Pictures in the data below are not part of the copy; transcribe everything else exactly.

#### PROVIDED DATA ####

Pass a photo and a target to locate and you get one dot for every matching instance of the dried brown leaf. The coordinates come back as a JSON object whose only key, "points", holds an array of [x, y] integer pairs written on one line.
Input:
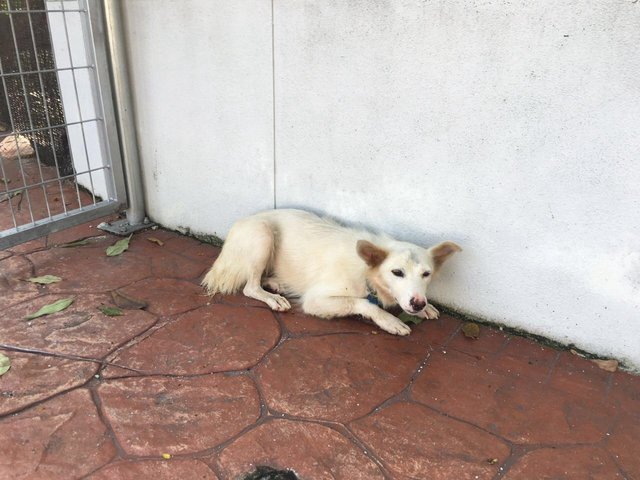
{"points": [[608, 365], [155, 240], [471, 330], [127, 302]]}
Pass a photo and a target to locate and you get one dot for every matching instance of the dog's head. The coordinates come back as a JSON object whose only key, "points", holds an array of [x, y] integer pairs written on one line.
{"points": [[402, 272]]}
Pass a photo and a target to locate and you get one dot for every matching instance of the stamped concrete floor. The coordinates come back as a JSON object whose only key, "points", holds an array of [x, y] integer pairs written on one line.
{"points": [[197, 388]]}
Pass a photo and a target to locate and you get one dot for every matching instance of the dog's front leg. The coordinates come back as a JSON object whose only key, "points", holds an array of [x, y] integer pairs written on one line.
{"points": [[329, 307], [430, 312]]}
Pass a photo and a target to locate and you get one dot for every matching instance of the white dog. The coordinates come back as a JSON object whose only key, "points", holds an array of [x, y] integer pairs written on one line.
{"points": [[335, 271]]}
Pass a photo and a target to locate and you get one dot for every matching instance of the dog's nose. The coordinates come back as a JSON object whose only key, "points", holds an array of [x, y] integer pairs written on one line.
{"points": [[417, 303]]}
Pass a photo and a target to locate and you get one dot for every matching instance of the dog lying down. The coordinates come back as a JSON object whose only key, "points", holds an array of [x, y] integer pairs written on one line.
{"points": [[333, 270]]}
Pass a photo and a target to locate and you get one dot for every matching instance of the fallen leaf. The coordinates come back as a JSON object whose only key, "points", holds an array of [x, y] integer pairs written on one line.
{"points": [[608, 365], [127, 302], [119, 247], [471, 330], [75, 243], [44, 280], [5, 364], [110, 311], [406, 318], [51, 308], [7, 196], [155, 240]]}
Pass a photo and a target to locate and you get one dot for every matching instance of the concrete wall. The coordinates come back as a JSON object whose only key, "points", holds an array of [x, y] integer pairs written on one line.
{"points": [[202, 75], [510, 127]]}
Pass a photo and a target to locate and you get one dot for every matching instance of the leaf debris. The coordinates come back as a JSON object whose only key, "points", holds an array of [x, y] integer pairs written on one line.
{"points": [[54, 307], [44, 279], [119, 247], [127, 302], [5, 364], [111, 311], [155, 240], [471, 330]]}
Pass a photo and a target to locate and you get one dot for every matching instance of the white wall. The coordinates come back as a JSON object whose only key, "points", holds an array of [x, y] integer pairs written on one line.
{"points": [[510, 127], [202, 75]]}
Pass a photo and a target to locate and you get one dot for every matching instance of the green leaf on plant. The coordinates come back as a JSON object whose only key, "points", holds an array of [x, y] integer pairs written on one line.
{"points": [[44, 280], [119, 247], [51, 308], [75, 243], [406, 318], [5, 364], [110, 311], [471, 330]]}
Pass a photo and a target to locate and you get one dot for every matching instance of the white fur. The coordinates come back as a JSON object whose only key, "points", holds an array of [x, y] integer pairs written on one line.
{"points": [[329, 267]]}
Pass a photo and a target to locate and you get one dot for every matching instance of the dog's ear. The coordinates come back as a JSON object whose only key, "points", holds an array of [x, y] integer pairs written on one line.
{"points": [[441, 252], [370, 253]]}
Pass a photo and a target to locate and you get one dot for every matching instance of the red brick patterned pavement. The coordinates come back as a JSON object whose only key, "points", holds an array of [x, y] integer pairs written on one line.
{"points": [[222, 385]]}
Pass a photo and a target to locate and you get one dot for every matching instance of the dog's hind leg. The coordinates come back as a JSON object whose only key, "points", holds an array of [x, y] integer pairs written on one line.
{"points": [[328, 307], [258, 259]]}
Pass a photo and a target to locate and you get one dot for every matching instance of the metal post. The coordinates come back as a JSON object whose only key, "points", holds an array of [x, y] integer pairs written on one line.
{"points": [[126, 123]]}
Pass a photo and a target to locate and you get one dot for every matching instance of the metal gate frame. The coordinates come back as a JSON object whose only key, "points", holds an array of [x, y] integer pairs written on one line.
{"points": [[98, 46]]}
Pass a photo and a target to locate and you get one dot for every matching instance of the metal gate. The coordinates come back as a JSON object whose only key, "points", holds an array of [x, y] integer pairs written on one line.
{"points": [[60, 161]]}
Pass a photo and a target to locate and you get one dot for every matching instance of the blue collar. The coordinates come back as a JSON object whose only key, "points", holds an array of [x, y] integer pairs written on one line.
{"points": [[372, 297]]}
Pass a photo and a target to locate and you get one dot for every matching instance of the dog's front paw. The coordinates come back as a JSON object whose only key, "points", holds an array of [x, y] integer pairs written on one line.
{"points": [[278, 302], [431, 312], [393, 325]]}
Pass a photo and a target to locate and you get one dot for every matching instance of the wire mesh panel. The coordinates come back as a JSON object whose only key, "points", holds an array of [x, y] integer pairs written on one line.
{"points": [[59, 157]]}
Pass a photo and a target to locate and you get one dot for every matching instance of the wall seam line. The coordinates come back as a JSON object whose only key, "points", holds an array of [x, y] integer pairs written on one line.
{"points": [[273, 99]]}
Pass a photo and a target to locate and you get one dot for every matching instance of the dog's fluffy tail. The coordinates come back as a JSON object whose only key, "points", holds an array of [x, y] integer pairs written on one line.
{"points": [[245, 256]]}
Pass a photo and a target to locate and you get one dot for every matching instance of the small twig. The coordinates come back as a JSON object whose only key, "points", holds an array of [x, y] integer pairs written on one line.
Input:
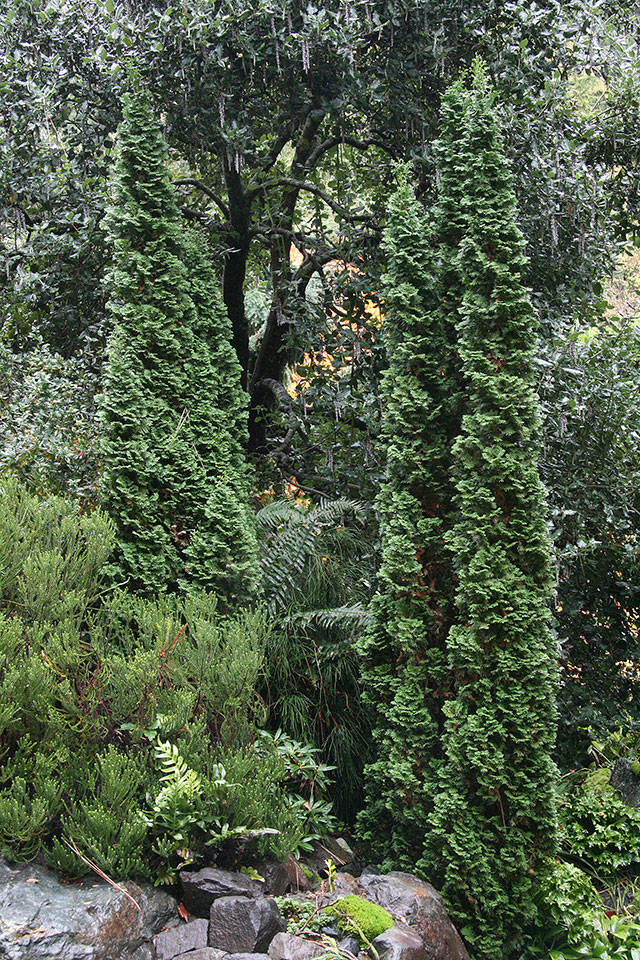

####

* IN RESPONSE *
Pass a photo and a target to locate and you get one dot for every matching instance of the dried brown leaf. The coordinates come back as a JSON object whose only key, "points", holds an array of [x, y] integer pairs written on one line.
Input:
{"points": [[608, 365], [155, 240], [471, 330], [127, 302]]}
Pass a photo and a target to locate and you get one dot for every matching instance of the dog's head. The coordinates come back as a JSON object whose only key, "points", holds an array of [x, y] integer pairs written on one line.
{"points": [[402, 272]]}
Pass a photo and a target to locate and you get one dot for every matching instance of the stamped concrete floor. The coordinates come back as a JSON object whose only key, "points", holds an array of [x, y] integer pairs written on one line.
{"points": [[197, 388]]}
Pass a photo and a target to locate and you get one dot for every matching instance of the dog's front leg. The coordinates come back as a JSON object whose only key, "points", holds an array of [x, y] integer pairs written on one line.
{"points": [[329, 307], [430, 312]]}
Pass a photo and a target to locate and you get one dot for every matching instance of the white dog. The coordinates come back as a JSON object whose only key, "points", holds an array of [x, y] integer pairs written on one line.
{"points": [[335, 271]]}
Pass a photo and a target to locate and you get one dot for every matching instance of the dog's nose. The coordinates come back as a JSON object whose only key, "points", holds an array of [x, y] integer pairs written on one line.
{"points": [[417, 303]]}
Pass a photo and a target to locate and you get one dot for every matching instance of the dog lying down. The coordinates come back as a JSON object whose only key, "points", holds an array of [x, y] integer pairs written on one line.
{"points": [[333, 270]]}
Pass a photo and a target to locate and you get one dot for every matching instance of the fallen leaf. The coordinates come back as a JSON object whose only key, "points", holds an array of [x, y] integer pairs written on one line.
{"points": [[608, 365], [127, 302], [119, 247], [471, 330], [75, 243], [44, 280], [5, 364], [110, 311], [406, 318], [51, 308], [7, 196], [155, 240]]}
Pass a photo and a target to locate and you get one dot for every matching instance of the concrete wall. The coordinates come back as a JSON object whose only key, "points", holds an array of [x, y] integer pairs written on one line.
{"points": [[202, 75], [510, 127]]}
Pass a photo and a target to locate and you get one dot for every matching instance of the leaf debris. The coordinates come back as a JSON object whose only key, "points", holds an array of [x, y] integer pairs written on one line.
{"points": [[54, 307], [44, 279], [119, 247], [127, 302], [5, 364], [111, 311], [155, 240], [471, 330]]}
Pass a photo and a target to locate and you get one dot for every matching instance of the white wall. The coordinates come back as a JSON object whose only key, "points", holds an array of [x, y] integer pairs written on one line.
{"points": [[510, 127], [202, 75]]}
Pass a photo and a target to locate and you get one dot for every matching instance of the green leaf on plant. The coordinates come back as a JSON object whose only key, "points", holds an array of [x, y] integer pairs written on one line.
{"points": [[44, 280], [119, 247], [51, 308], [75, 243], [406, 318], [5, 364], [110, 311], [471, 330]]}
Pass a photo and a target to locate and you get one dot for every matching instance of the white fur. The coordinates come back as a JSON object whose only key, "points", holds an array of [x, y] integer pairs written on one line.
{"points": [[329, 267]]}
Pass a photo and a target to locate and you get one dot for every matching instance of the dog's ear. The coordinates come back as a JSON object whose only key, "points", holds an array of [x, y] integer pairs written on one line.
{"points": [[441, 252], [370, 253]]}
Pass a photo and a target to locate and you get one dot for every matching instance of the red brick patterned pavement. The coordinates come back as a JSON object whose only key, "points", holds an array of [x, y] integer pairs written on one line.
{"points": [[222, 385]]}
Pass a photo and a target to locate and you get one dot for every matching instance of the dog's hind leg. The coordinates come back as a JSON object whose only key, "points", holds an array of [x, y] integer pairs written on one line.
{"points": [[328, 307], [258, 259]]}
Pass a photo and a target to locate and you get one dot for every matching instance of the metal post. The coordinates come back as a JSON object whose only key, "points", holds an array of [x, y] integer pairs written on one line.
{"points": [[126, 123]]}
Pass a photo and a target to locate and you get one dot for every matching instance of the metal gate frame. The coordinates come back as a JSON object whose only key, "points", holds an array of [x, y] integer pairs written on one line.
{"points": [[98, 46]]}
Pass a photo and a target to locate and you get one dot for every matching instance of the metal gate. The coordinates come back as a JSON object whose only key, "points", holds an array of [x, y] integer pairs written on one line.
{"points": [[60, 161]]}
Pass a photo and a target to locate and you get one dot for every matching instance of the blue collar. The coordinates come back as a JSON object whose only key, "points", holds an array of [x, y] integer pairs written on one line.
{"points": [[372, 297]]}
Pass a photo and a target to locate and you get one dot for every matching instance of the dog's front paw. The coordinates come back as a JSON object whose only key, "points", holds an array of [x, y] integer pairs written on one line.
{"points": [[278, 302], [431, 312], [393, 325]]}
Pass a photo and a target to locate and you get one dot for every matching instance of the wire mesh panel. The coordinates come back as a JSON object whose only key, "points", holds an array of [x, y] integer pairs written on one line.
{"points": [[59, 157]]}
Pass a photo and a target to locate and you get one dot for every matching instance of the wall seam line. The coordinates come back as a JSON object whose only key, "points", holds an array of [x, y] integer pairs written on one line.
{"points": [[273, 99]]}
Pass a photo and a target to locate and you get one dot for every matching instance of the dog's fluffy tail. The coordinates come back as a JSON object whose only key, "points", holds an array of [x, y] integer pairs written on one line.
{"points": [[245, 256]]}
Pass a photo and a target to locate and you get one dot for every matching instance of the small twig. The coordinates come back as a JSON object whose only key, "points", holds an array of [x, y] integer pairs written on one line.
Input:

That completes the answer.